**Exercise instructions:**
Retype the Brunel blog text below word for word, starting with "Hel's comment on" and going on through "his luxury goods.".

**Text section:**
Monday, July 12, 2010

Brunel and the Industrial Revolution


Big Red Propeller (1843), Isambad Kingdom Brunel

Hel's comment on how you can't understand the Industrial Revolution without understanding Brunel got me thinking about what Morris must have thought of Brunel.  To Morris, Brunel must have been an anathema, an agent of the Revolution (and not the right one) relentlessly driving forward the mechanization and industrialization of England.  Brunel's red propeller reminded me of this painting of artist David Mabb (from a previous post) which captures the irony of Morris's antipathy toward the very forces of industrialization that not only allowed his designs to be mass produced but also greatly expanded the upper class able to afford his luxury goods.

Big Red Propeller (2001), David Mabb


The SS Great Britain, gears all still working, moving, turning....


"bridge to engine room"....check out that awesome speaking tube!


ship's "galley" -- a perfect work triangle


first class family cabin with fake well-behaved children


first class dining room


steerage

Saturday, July 10, 2010

Isambard Kingdom Brunel, A Man As Great As His Name


In 2002, a BBC public survey in Great Britain published a list of the 100 Greatest Britons of all time.  Second on the list, after Winston Churchill, was Isambard Kingdom Brunel, a civil engineer and contemporary of William Morris.  Brunel beat out Isaac Newton, William Shakespeare, Lady Diana, indeed even Charles Darwin.  (Irritatingly, William Morris did not make the top 100, a travesty I can't fully grasp.)

**Provided data:**
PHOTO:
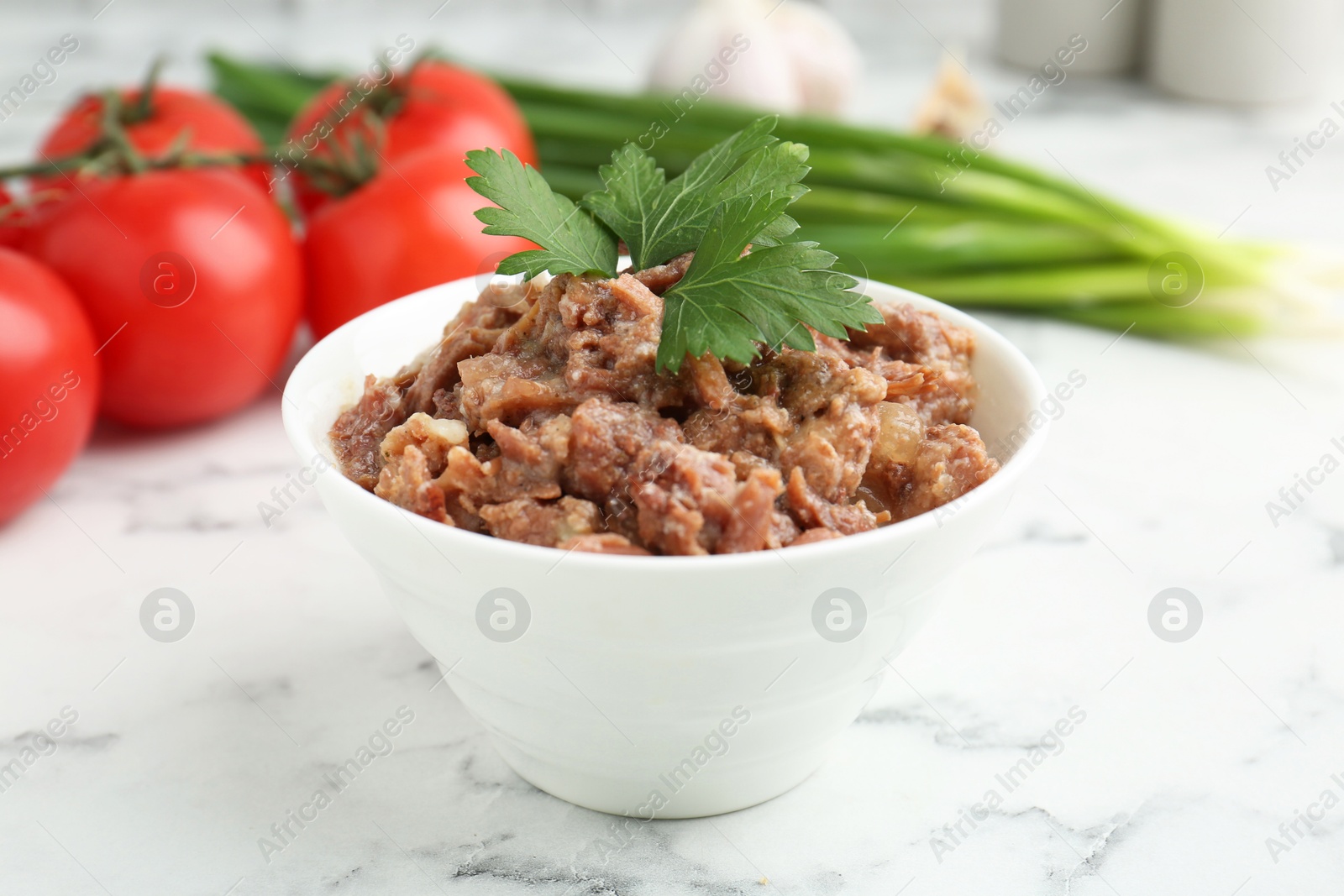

**Result:**
Hel's comment on how you can't understand the Industrial Revolution without understanding Brunel got me thinking about what Morris must have thought of Brunel.  To Morris, Brunel must have been an anathema, an agent of the Revolution (and not the right one) relentlessly driving forward the mechanization and industrialization of England.  Brunel's red propeller reminded me of this painting of artist David Mabb (from a previous post) which captures the irony of Morris's antipathy toward the very forces of industrialization that not only allowed his designs to be mass produced but also greatly expanded the upper class able to afford his luxury goods.